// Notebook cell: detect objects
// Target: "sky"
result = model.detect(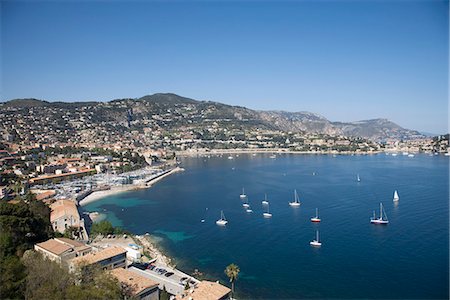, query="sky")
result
[0,0,449,133]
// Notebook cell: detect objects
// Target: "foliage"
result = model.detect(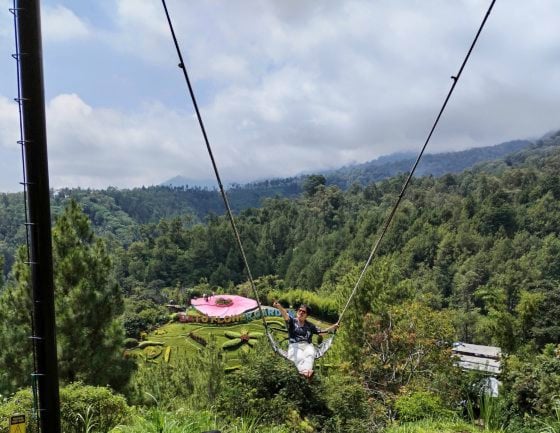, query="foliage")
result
[0,383,130,433]
[128,340,225,410]
[502,344,560,415]
[217,343,330,429]
[395,391,454,422]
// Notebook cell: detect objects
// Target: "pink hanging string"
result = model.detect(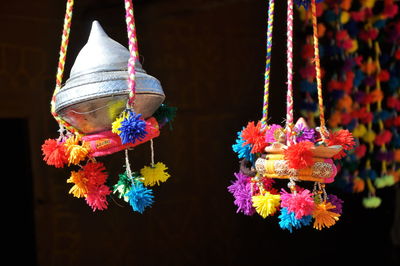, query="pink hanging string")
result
[261,0,275,128]
[125,0,138,108]
[286,0,294,145]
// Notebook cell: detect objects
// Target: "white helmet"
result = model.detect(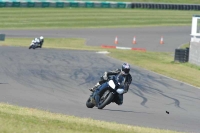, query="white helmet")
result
[40,36,44,40]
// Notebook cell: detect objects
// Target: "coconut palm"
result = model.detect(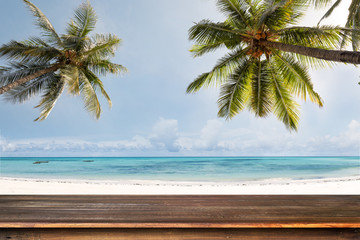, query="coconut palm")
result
[0,0,126,121]
[187,0,360,130]
[312,0,360,51]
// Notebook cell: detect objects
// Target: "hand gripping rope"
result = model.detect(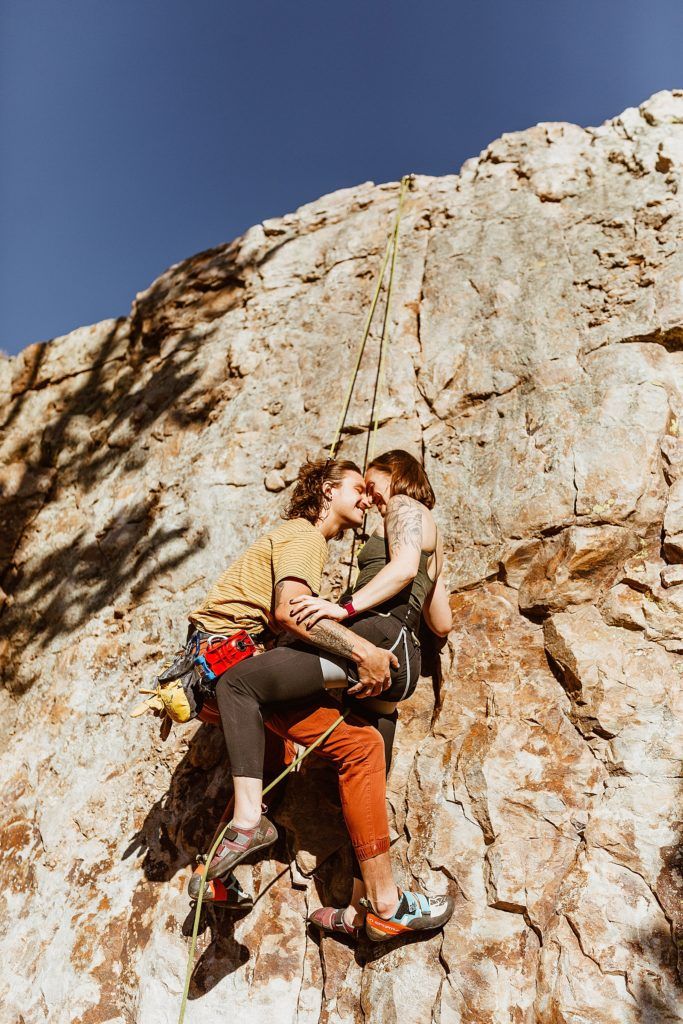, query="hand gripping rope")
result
[178,174,412,1024]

....

Copy out every line of the rows above that contains the string "Target", matching upper and lower case exactly.

» THE REPLY
// Target: "sky"
// Target: "foliage"
// Target: "pink hanging string"
// Target: "white helmet"
// Target: "coconut palm"
// Target: "hand gripping rope"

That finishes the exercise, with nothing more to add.